TASK DIRECTIONS:
Continue the summary on using executable oracles to keep LLM coding agents from producing bad code, starting after its last bullet point.

TEXT:

....

Taming LLMs: Using Executable Oracles to Prevent Bad Code
5 hours ago
- #LLM
- #Software Development
- #Testing
- LLM-based coding agents excel in constrained tasks but often produce poor or nonsensical code when given too much freedom.
- Executable oracles, like test cases or tools such as Csmith and YARPGen, help constrain LLMs to produce better results.
- Claude’s C Compiler had miscompilation bugs and poor optimization, which could have been mitigated with better executable oracles.
- Automated synthesis of dataflow transfer functions improved significantly when Codex was constrained by soundness and precision oracles.
- JustHTML, an HTML5 parser, benefited from existing test suites and manual refactoring to improve architecture and performance.
- Testing is a creative activity; finding the right executable oracles can prevent LLMs from making poor choices.
- Correctness oracles (test suites, fuzzers, etc.) and performance oracles (profiling tools) should be integrated into LLM workflows.

....

DATA EXTRACTS:

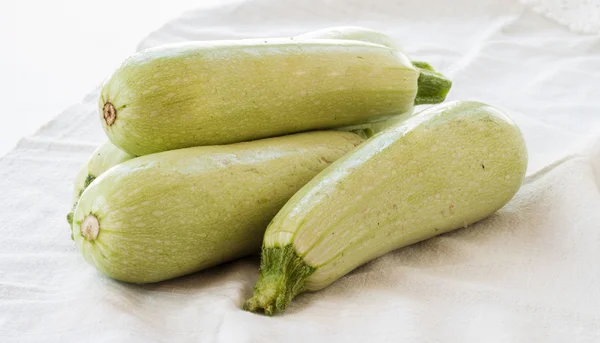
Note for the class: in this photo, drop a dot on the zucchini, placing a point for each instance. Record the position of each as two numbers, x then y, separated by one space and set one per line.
403 185
219 92
353 33
103 158
429 75
173 213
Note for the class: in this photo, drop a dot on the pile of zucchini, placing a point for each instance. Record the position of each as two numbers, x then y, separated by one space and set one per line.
307 147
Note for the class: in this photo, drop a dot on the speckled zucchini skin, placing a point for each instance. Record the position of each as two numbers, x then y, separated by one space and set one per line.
445 168
220 92
169 214
106 156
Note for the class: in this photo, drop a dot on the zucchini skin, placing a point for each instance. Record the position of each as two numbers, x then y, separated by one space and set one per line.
173 213
104 157
221 92
353 33
445 168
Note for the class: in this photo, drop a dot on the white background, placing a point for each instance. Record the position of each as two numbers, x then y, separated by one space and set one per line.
55 52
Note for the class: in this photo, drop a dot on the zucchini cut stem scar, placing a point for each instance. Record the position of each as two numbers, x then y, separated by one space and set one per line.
109 112
90 227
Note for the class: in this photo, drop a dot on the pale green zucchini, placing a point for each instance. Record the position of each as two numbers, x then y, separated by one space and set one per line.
353 33
426 71
445 168
219 92
103 158
169 214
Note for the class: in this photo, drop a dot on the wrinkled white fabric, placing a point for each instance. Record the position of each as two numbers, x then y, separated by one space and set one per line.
529 273
579 15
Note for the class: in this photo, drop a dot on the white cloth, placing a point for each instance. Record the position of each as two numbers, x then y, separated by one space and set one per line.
529 273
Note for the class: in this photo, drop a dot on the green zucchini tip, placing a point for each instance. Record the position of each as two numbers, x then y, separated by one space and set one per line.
282 276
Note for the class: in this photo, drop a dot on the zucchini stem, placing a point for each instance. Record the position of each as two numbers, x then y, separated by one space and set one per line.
432 86
282 276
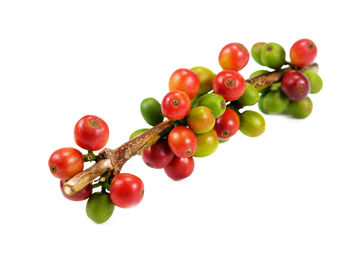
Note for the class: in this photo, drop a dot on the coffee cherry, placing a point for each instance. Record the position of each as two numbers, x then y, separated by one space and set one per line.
200 119
275 102
250 96
206 144
206 78
185 80
295 85
126 190
315 81
158 155
303 52
256 52
227 124
216 103
252 124
151 111
234 56
273 55
258 73
182 141
99 208
229 84
180 168
176 105
81 195
300 109
66 162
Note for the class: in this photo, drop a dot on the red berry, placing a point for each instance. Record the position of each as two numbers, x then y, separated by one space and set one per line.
182 141
185 80
64 163
176 105
180 168
78 196
126 190
158 155
295 85
229 84
234 56
91 133
303 52
227 124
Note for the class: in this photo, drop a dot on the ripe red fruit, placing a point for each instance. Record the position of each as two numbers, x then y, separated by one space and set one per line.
234 56
227 124
158 155
295 85
182 141
180 168
303 52
126 190
78 196
64 163
229 84
176 105
185 80
91 133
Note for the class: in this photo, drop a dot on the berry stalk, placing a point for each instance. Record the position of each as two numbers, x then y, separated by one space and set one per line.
115 159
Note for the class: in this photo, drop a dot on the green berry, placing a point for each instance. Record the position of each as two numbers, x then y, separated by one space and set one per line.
151 111
316 82
273 55
99 208
256 52
250 96
206 144
258 73
252 123
216 103
206 78
275 102
300 109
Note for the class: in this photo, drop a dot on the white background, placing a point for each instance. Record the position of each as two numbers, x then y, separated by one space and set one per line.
286 193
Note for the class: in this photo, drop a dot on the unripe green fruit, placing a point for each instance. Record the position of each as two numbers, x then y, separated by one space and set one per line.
258 73
315 80
250 96
99 208
256 52
216 103
252 123
275 102
151 111
300 109
273 55
206 78
206 144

....

ANSWER SPACE:
- LLMs tend to write excessive or dead code; code coverage tools can help but must be used carefully to avoid misuse.
- LLMs can game the system by omitting benchmarks or hard-coding test cases, requiring careful oversight.
- Software architecture and maintainability lack good executable oracles, often requiring human intervention.
- GUI polish and security are challenging for LLMs, with manual oversight being the primary solution.
- Ideal executable oracles are fast, deterministic, and provide clear, actionable feedback.
- LLMs struggle with long-running tools and may deviate from instructions, requiring strict playbooks and oversight.
- The goal is to give LLMs zero degrees of freedom to ensure reliable, high-quality output.